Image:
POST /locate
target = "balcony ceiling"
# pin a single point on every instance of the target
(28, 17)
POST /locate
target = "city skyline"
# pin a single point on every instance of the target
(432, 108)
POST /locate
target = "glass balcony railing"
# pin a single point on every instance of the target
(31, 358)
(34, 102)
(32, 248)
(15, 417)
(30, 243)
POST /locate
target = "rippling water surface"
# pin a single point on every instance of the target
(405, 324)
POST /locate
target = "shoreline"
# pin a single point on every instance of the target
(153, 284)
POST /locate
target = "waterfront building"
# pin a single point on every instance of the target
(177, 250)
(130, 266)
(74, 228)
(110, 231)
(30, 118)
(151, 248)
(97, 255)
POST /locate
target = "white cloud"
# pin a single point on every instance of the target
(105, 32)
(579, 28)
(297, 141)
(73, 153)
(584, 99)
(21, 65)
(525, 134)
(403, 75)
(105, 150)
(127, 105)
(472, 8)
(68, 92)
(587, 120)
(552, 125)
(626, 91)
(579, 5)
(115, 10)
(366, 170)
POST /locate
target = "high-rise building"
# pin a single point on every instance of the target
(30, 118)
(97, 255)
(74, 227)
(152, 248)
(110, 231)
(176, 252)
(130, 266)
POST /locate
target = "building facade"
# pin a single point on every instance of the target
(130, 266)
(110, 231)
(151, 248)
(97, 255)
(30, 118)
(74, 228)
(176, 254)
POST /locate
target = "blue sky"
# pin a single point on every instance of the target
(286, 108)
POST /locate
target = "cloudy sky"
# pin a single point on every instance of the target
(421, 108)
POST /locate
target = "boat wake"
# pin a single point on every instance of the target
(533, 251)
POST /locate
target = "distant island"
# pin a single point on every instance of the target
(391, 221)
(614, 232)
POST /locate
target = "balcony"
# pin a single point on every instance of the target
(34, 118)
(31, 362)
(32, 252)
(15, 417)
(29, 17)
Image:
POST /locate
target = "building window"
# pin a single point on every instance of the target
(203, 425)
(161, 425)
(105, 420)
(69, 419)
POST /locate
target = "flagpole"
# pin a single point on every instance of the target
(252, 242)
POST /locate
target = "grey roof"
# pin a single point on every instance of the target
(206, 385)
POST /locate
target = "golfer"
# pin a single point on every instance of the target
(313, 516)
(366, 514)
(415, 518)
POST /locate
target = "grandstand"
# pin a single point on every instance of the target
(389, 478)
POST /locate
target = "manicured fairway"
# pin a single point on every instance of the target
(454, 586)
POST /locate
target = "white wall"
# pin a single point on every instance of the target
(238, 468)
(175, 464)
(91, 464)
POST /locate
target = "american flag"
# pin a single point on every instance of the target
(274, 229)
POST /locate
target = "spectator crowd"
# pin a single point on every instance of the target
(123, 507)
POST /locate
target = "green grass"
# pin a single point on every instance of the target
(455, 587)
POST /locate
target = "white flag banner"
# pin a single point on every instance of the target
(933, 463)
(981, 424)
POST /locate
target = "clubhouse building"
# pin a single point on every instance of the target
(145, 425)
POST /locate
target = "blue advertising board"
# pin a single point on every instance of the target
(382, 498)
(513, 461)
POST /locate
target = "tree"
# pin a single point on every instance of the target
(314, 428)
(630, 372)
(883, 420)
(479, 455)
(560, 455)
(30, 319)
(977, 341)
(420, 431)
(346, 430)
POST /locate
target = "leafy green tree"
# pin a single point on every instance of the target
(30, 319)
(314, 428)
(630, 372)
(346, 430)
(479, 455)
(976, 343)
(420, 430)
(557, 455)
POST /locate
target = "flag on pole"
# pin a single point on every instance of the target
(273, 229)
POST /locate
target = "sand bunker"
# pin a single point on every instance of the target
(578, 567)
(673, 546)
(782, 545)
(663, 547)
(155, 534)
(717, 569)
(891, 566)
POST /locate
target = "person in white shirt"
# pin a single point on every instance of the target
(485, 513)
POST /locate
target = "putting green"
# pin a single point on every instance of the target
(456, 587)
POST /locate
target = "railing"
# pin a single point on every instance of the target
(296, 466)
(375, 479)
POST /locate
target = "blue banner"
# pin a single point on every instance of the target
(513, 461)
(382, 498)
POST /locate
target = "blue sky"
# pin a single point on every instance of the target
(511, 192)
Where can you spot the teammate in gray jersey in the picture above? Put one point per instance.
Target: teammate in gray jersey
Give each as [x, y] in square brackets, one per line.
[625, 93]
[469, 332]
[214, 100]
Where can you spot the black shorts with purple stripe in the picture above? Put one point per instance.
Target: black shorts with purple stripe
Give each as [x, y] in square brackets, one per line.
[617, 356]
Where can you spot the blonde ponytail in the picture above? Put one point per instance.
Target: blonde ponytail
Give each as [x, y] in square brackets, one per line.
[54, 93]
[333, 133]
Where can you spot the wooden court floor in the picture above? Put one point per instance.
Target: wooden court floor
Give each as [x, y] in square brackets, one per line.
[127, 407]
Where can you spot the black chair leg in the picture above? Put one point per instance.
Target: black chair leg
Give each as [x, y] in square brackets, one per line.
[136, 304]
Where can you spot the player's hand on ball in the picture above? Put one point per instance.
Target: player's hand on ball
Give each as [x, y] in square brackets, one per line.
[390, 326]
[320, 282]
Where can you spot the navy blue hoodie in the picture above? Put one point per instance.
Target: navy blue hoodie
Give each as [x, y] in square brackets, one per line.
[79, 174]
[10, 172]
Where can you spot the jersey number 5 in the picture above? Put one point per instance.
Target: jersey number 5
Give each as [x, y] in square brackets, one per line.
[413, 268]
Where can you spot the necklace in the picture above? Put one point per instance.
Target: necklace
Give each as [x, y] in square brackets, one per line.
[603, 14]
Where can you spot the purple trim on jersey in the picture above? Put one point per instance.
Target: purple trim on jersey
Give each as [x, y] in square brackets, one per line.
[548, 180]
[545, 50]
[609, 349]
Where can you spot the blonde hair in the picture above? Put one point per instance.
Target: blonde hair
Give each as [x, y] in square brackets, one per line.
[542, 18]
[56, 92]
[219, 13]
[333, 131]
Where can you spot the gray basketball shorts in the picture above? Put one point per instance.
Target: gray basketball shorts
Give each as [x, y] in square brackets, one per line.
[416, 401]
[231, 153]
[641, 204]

THE TASK: Can you extract every one of the lines above and reproduce each one word for word, in the same order?

EXPECTED OUTPUT:
Image:
POST /locate
target = "balcony ceiling"
# pin a single point on every instance of the target
(28, 17)
POST /locate
target = "city skyline"
# pin a single point on every instance of the target
(432, 108)
POST /locate
target = "glass balcony railing"
# pin a single point on every instance of the target
(31, 358)
(34, 102)
(32, 248)
(15, 417)
(30, 243)
POST /locate
target = "rippling water surface"
# pin a single point on every instance of the target
(405, 324)
POST /locate
target = "shoreline"
# pin a single point on every instance of the target
(153, 284)
POST /locate
target = "waterfront building"
# pin a single point on every instance of the target
(177, 250)
(130, 266)
(74, 228)
(110, 231)
(30, 118)
(151, 248)
(97, 255)
POST /locate
target = "white cloud"
# pin a single point on every instance of the target
(105, 32)
(579, 28)
(297, 141)
(73, 153)
(584, 99)
(21, 65)
(525, 134)
(403, 75)
(105, 150)
(127, 105)
(472, 8)
(68, 92)
(587, 120)
(552, 125)
(626, 91)
(579, 5)
(115, 10)
(366, 170)
POST /locate
target = "high-rise building"
# pin a single point on every instance of the target
(30, 118)
(97, 255)
(74, 227)
(152, 248)
(110, 231)
(176, 252)
(130, 266)
POST /locate
target = "building facade"
# pin a single point on every instance of the target
(130, 266)
(110, 231)
(151, 248)
(97, 255)
(30, 118)
(74, 228)
(176, 254)
POST /locate
target = "blue sky"
# pin a single point on every instance of the target
(286, 108)
POST /locate
target = "cloudy sky"
# pin a single point on every instance of the target
(421, 108)
POST /locate
target = "boat wake"
# pin a single point on every instance of the target
(533, 251)
POST /locate
target = "distant island"
# pin a single point on every instance of the target
(391, 221)
(614, 232)
POST /locate
target = "balcony"
# pin a single point on every instance of the target
(34, 118)
(31, 362)
(32, 252)
(15, 417)
(29, 17)
Image:
POST /locate
target = "building window"
# pin a single point on every instance of the target
(203, 425)
(161, 425)
(105, 420)
(69, 419)
POST /locate
target = "flagpole"
# pin a single point on every instance of the target
(252, 242)
POST /locate
target = "grey roof"
# pin a single point on every instance of the target
(206, 385)
POST /locate
target = "golfer"
# pin a single point on every instance of the target
(313, 516)
(366, 514)
(415, 518)
POST /locate
target = "grandstand"
# pin a single point on every instance of the target
(389, 478)
POST /locate
target = "manicured fairway"
# pin a single point on every instance of the target
(454, 586)
POST /locate
target = "white wall"
# pin a single point on every instance of the target
(238, 468)
(175, 464)
(91, 464)
POST /locate
target = "american flag"
# pin a single point on every instance of the target
(274, 229)
POST /locate
target = "spectator crowd"
# pin a single point on every instance of the target
(123, 507)
POST /locate
target = "green grass"
# pin a single point on every instance of the target
(455, 587)
POST /locate
target = "white flag banner"
# pin a single point on every instance of the target
(933, 463)
(981, 424)
POST /locate
target = "clubhouse building"
# pin a single point on every instance of the target
(145, 425)
POST /locate
target = "blue advertising board"
# pin a single point on every instance of the target
(382, 498)
(513, 461)
POST /locate
target = "tree"
# pin a single point on every instance of the target
(314, 428)
(630, 372)
(883, 420)
(479, 455)
(560, 455)
(30, 319)
(977, 341)
(420, 431)
(346, 430)
POST /locate
target = "leafy green tree"
# pin a single point on every instance of the target
(30, 319)
(314, 428)
(630, 372)
(346, 430)
(479, 455)
(976, 343)
(420, 430)
(557, 455)
POST /locate
target = "flag on pole"
# pin a single point on every instance of the target
(273, 229)
POST /locate
target = "sand bunker"
# pin a single point on every instance of the target
(578, 567)
(673, 546)
(782, 545)
(663, 547)
(155, 534)
(717, 569)
(891, 566)
POST /locate
target = "person in white shirt"
# pin a single point on every instance of the target
(485, 513)
POST /locate
target = "putting green"
# pin a single point on every instance of the target
(456, 587)
POST /locate
target = "railing"
# pin a single point on every instance of the target
(296, 466)
(375, 479)
POST /locate
target = "blue banner"
# pin a single point on every instance of the target
(513, 461)
(382, 498)
POST /locate
target = "blue sky"
# pin a single point on every instance of the target
(511, 192)
Where can you spot the teammate in gray jersey in the picture above? Put one point per instance.
Target: teammate in gray jersey
Give each as [x, y] in square brackets, one per line.
[625, 93]
[469, 332]
[214, 100]
Where can you spot the black shorts with purple stripe in the picture above? Put one point per instance.
Target: black shorts with purple stripe
Give each as [x, y] in square brackets, one per line.
[617, 356]
Where can you spot the blonde ponytail in the picture above? Put one point per instance.
Target: blonde ponytail
Give each as [x, y] in square brackets, one per line.
[54, 93]
[333, 133]
Where can you spot the wooden court floor in the picture above? Put one point per instance.
Target: wooden court floor
Give each as [x, y] in square brackets, one per line.
[127, 407]
Where can you spot the black chair leg in the picture above? Put one point per instance.
Target: black chair leg
Give each as [x, y] in square brackets, one per line.
[136, 304]
Where can you spot the player's hand on ball in the picture above? Put one point per instance.
Target: player's hand on ball
Give each as [x, y] in square brackets, one per line.
[390, 326]
[320, 282]
Where can you spot the navy blue hoodie in the picture above? Put one point per instance.
Target: navy blue hoodie
Give each as [x, y] in square brackets, one per line.
[79, 174]
[10, 172]
Where can you spot the jersey number 5 in the picture above? Put one point per instance.
Target: jersey number 5
Give each as [x, y] in square brackets, one per line.
[413, 268]
Where can you spot the necklace in the picture above? Put one point per instance.
Target: necklace
Give each as [x, y] in square brackets, one per line.
[603, 14]
Where can you spot the purple trim on jersey in the picture above? Put one point per instance.
Target: purple trim on jersey
Give each as [x, y] in square brackets, one per line.
[548, 180]
[545, 50]
[609, 349]
Where can you spot the blonde hair in the picture above? Put one point per instance.
Target: blonde hair
Give each as [x, y] in square brackets, one per line.
[542, 18]
[56, 92]
[219, 13]
[333, 131]
Where can you spot the gray basketball shorts in the picture above? Put one point per instance.
Target: gray basketball shorts
Give each as [x, y] in square brackets, one per line.
[416, 401]
[231, 153]
[641, 204]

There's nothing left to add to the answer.